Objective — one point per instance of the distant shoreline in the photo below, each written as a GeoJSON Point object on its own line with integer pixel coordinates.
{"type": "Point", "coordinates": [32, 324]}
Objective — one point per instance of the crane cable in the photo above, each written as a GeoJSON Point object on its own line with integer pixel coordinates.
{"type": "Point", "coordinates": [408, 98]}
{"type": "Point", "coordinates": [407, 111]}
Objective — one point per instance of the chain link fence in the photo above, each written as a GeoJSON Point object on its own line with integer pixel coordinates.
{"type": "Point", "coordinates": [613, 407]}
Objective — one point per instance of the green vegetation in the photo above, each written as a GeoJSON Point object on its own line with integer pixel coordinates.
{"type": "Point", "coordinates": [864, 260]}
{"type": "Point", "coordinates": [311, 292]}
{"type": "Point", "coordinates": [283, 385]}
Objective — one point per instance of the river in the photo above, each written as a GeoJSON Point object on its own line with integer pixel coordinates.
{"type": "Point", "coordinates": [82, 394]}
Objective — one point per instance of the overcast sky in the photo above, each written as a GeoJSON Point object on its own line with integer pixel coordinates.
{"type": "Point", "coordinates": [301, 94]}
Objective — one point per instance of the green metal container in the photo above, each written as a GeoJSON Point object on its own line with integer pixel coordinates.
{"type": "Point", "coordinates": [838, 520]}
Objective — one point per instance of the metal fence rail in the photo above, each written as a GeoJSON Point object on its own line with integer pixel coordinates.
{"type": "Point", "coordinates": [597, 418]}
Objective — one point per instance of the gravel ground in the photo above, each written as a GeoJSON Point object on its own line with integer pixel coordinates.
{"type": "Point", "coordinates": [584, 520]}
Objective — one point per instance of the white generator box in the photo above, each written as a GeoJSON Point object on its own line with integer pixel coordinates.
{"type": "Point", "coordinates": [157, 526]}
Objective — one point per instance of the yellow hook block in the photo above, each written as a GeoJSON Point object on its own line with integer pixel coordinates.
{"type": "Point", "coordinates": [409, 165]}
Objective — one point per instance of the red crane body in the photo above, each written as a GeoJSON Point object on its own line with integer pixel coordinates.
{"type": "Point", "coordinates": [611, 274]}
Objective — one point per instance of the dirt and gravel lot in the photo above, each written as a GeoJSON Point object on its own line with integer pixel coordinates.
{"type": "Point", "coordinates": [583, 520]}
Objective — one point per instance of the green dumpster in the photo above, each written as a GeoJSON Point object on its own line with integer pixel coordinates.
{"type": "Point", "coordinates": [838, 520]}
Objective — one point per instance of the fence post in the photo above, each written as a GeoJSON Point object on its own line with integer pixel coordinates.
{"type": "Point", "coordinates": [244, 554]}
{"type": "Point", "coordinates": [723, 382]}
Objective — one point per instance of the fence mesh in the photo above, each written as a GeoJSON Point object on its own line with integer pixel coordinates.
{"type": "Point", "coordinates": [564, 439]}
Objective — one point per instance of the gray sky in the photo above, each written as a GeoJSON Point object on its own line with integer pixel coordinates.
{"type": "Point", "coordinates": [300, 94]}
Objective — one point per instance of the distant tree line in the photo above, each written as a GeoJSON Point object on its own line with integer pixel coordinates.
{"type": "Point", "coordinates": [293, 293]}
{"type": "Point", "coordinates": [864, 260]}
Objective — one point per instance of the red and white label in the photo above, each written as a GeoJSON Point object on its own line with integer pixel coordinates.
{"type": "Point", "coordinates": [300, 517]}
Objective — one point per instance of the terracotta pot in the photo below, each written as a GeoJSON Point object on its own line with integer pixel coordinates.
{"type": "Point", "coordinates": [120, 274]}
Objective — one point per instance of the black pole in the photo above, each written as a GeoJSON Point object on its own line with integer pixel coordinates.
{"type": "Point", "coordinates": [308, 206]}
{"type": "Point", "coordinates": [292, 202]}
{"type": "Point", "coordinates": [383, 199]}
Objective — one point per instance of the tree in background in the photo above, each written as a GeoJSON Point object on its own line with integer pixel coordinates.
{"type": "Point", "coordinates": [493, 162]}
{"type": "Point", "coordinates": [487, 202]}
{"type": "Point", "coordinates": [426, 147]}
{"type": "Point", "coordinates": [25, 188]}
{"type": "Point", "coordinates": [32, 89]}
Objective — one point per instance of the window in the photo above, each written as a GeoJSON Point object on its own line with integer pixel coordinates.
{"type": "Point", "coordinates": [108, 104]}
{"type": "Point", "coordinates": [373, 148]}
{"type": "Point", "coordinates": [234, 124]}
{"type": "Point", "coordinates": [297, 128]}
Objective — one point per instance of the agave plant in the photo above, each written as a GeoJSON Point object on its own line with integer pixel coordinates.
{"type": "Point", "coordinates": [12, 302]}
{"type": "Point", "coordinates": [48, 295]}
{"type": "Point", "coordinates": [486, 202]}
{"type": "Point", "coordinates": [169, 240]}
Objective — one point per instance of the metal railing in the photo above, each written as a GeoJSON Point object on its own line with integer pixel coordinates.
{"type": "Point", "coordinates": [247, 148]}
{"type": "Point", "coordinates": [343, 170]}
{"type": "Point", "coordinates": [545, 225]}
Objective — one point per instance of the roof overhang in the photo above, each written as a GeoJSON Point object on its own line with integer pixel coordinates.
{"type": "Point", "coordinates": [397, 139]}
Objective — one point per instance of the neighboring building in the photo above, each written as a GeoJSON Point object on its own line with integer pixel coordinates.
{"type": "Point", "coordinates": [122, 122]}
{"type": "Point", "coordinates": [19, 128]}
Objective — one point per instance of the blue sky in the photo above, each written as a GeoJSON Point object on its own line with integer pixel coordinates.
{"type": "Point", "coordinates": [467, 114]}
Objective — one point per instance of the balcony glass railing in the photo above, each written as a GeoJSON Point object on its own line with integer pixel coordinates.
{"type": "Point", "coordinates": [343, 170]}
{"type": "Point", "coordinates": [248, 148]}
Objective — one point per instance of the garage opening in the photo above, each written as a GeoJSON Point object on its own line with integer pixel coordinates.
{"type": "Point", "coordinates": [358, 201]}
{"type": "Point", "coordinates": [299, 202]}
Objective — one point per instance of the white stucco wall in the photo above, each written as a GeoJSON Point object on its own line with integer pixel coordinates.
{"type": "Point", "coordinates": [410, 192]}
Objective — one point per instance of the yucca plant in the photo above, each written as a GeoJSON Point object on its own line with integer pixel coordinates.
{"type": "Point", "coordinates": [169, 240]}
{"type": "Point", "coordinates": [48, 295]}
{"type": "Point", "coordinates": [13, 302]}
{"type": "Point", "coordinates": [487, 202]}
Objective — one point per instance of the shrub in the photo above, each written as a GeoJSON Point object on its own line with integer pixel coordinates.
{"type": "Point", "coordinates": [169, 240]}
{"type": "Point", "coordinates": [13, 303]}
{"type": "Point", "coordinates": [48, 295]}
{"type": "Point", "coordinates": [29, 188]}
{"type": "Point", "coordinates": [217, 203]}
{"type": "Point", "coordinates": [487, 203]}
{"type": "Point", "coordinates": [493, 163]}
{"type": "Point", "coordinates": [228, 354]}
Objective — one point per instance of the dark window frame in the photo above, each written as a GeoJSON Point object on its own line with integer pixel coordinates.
******************************
Print all records shown above, word for word.

ANSWER SPACE:
Objective — one point per instance of the distant shoreline in the photo below, each written as a GeoJSON Point object on its own line with integer pixel coordinates.
{"type": "Point", "coordinates": [32, 324]}
Objective — one point per instance of the crane cable in the photo above, each written as a GeoJSON Point object on its own line with integer pixel coordinates.
{"type": "Point", "coordinates": [408, 98]}
{"type": "Point", "coordinates": [407, 111]}
Objective — one point per instance of the chain link fence in the photo above, each written as a GeoJSON Point object on its own line with integer pixel coordinates.
{"type": "Point", "coordinates": [613, 407]}
Objective — one point per instance of the green vegetation in the photo above, each written as a GeoJSON Point object on its own line with integer pixel coordinates.
{"type": "Point", "coordinates": [864, 260]}
{"type": "Point", "coordinates": [311, 292]}
{"type": "Point", "coordinates": [283, 385]}
Objective — one point per instance of the river in the photo above, each written as a GeoJSON Point object on its own line with integer pixel coordinates.
{"type": "Point", "coordinates": [82, 394]}
Objective — one point per instance of the overcast sky in the photo above, each written as a GeoJSON Point object on its own line with integer pixel coordinates.
{"type": "Point", "coordinates": [301, 94]}
Objective — one point per instance of the green metal container in the photo above, each written as a GeoJSON Point object on its own line with integer pixel coordinates.
{"type": "Point", "coordinates": [838, 520]}
Objective — one point per instance of the metal fence rail in the photo above, each written as a GeoJSON Point object on its own line with integer pixel coordinates.
{"type": "Point", "coordinates": [597, 418]}
Objective — one point per instance of the gravel ground in the photo above, each written as a GeoJSON Point object on its own line with integer pixel coordinates.
{"type": "Point", "coordinates": [584, 520]}
Objective — one point per instance of the white generator box in the photo above, each written as a GeoJSON Point object on its own line with integer pixel coordinates.
{"type": "Point", "coordinates": [157, 526]}
Objective — one point per instance of the yellow hook block in the photo above, each written as a GeoJSON Point object on its own line with integer pixel coordinates.
{"type": "Point", "coordinates": [409, 165]}
Objective — one point per instance of the red crane body in the photo above, each written as a GeoJSON Point object on its own line with integer pixel coordinates.
{"type": "Point", "coordinates": [611, 274]}
Objective — one point per instance of the dirt and gravel lot in the photo above, each written as a GeoJSON Point object on its own line with integer pixel coordinates.
{"type": "Point", "coordinates": [583, 520]}
Objective — one point per instance of the green dumpster in the photo above, each written as a GeoJSON Point object on its own line with integer pixel coordinates.
{"type": "Point", "coordinates": [838, 520]}
Objective — one point per instance of the fence post in the photo above, each written as a GeoJSON Point object on its own line with integer pixel coordinates.
{"type": "Point", "coordinates": [244, 554]}
{"type": "Point", "coordinates": [723, 382]}
Objective — one point per instance of the fence mesh in the photo above, each written as a GeoJSON Point object on its own line with integer pixel coordinates.
{"type": "Point", "coordinates": [564, 439]}
Objective — one point per instance of the gray sky in the photo above, each written as a GeoJSON Point object on its own line with integer pixel coordinates.
{"type": "Point", "coordinates": [300, 94]}
Objective — one point per instance of the distant tree line in the photo above, each written as a GeoJSON Point object on its own line with integer pixel coordinates.
{"type": "Point", "coordinates": [293, 293]}
{"type": "Point", "coordinates": [864, 260]}
Objective — one point per instance of the red and white label in the photo above, each written as a GeoJSON Point object on its own line with integer pixel coordinates.
{"type": "Point", "coordinates": [300, 517]}
Objective — one point per instance of the terracotta pot in the photo below, each written as a GeoJSON Point object on its own line with integer pixel coordinates.
{"type": "Point", "coordinates": [120, 274]}
Objective — one point per instance of the black pole in the photo above, each written as a GeoJSON Point object on its own line with integer pixel coordinates.
{"type": "Point", "coordinates": [308, 206]}
{"type": "Point", "coordinates": [292, 202]}
{"type": "Point", "coordinates": [383, 199]}
Objective — one point per instance of the tree in background in the photo above, each written as a GeoJSON Point object on its own line with integer pixel coordinates.
{"type": "Point", "coordinates": [493, 162]}
{"type": "Point", "coordinates": [487, 202]}
{"type": "Point", "coordinates": [426, 147]}
{"type": "Point", "coordinates": [25, 188]}
{"type": "Point", "coordinates": [32, 89]}
Objective — one point per instance of the window in the photo above, each written as a GeoJSON Point object on its own line with integer pixel coordinates.
{"type": "Point", "coordinates": [108, 104]}
{"type": "Point", "coordinates": [373, 148]}
{"type": "Point", "coordinates": [234, 124]}
{"type": "Point", "coordinates": [297, 128]}
Objective — one point per instance of the agave plant in the photo above, each written as a GeoJSON Point object on its own line with integer pixel coordinates.
{"type": "Point", "coordinates": [12, 302]}
{"type": "Point", "coordinates": [48, 295]}
{"type": "Point", "coordinates": [486, 202]}
{"type": "Point", "coordinates": [169, 240]}
Objective — one point per instance of the metal railing in the photo above, each written as a GeoJSON Point object on its own line with integer pixel coordinates.
{"type": "Point", "coordinates": [247, 148]}
{"type": "Point", "coordinates": [343, 170]}
{"type": "Point", "coordinates": [545, 225]}
Objective — one point per instance of the roof overhang in the photo above, each written as a GeoJSON Point object on its own line with integer pixel coordinates.
{"type": "Point", "coordinates": [397, 139]}
Objective — one point per instance of the neighboring building in the photo above, each written as a GeoJSON Point object on its own line with integer pixel coordinates.
{"type": "Point", "coordinates": [122, 122]}
{"type": "Point", "coordinates": [19, 128]}
Objective — one point per instance of the blue sky in the photo above, each written as a GeoJSON Point object on its own line with integer pixel coordinates.
{"type": "Point", "coordinates": [467, 114]}
Objective — one point per instance of the balcony glass railing in the photo above, each written as a GeoJSON Point object on its own line with integer pixel coordinates.
{"type": "Point", "coordinates": [343, 170]}
{"type": "Point", "coordinates": [248, 148]}
Objective — one point per instance of the garage opening in the photo above, each written as a GeoJSON Point object on its own line with integer pixel coordinates.
{"type": "Point", "coordinates": [358, 201]}
{"type": "Point", "coordinates": [299, 202]}
Objective — one point per instance of the white stucco wall in the photo above, each written as a GeoJSON Point object on its own line with integer pixel coordinates.
{"type": "Point", "coordinates": [410, 192]}
Objective — one point per instance of the yucca plant in the photo above, each written as a GeoJSON Point object on its own line with integer pixel coordinates.
{"type": "Point", "coordinates": [169, 240]}
{"type": "Point", "coordinates": [48, 295]}
{"type": "Point", "coordinates": [13, 302]}
{"type": "Point", "coordinates": [487, 202]}
Objective — one point per instance of the shrub in the photo above, each written as a GeoJSON Point object on its own line with integer pixel coordinates.
{"type": "Point", "coordinates": [169, 240]}
{"type": "Point", "coordinates": [13, 303]}
{"type": "Point", "coordinates": [48, 295]}
{"type": "Point", "coordinates": [29, 188]}
{"type": "Point", "coordinates": [217, 203]}
{"type": "Point", "coordinates": [487, 203]}
{"type": "Point", "coordinates": [493, 163]}
{"type": "Point", "coordinates": [228, 354]}
Objective — one point per instance of the dark window frame in the photo above, each written as a GeoJSON Point object on its own line with integer pixel coordinates.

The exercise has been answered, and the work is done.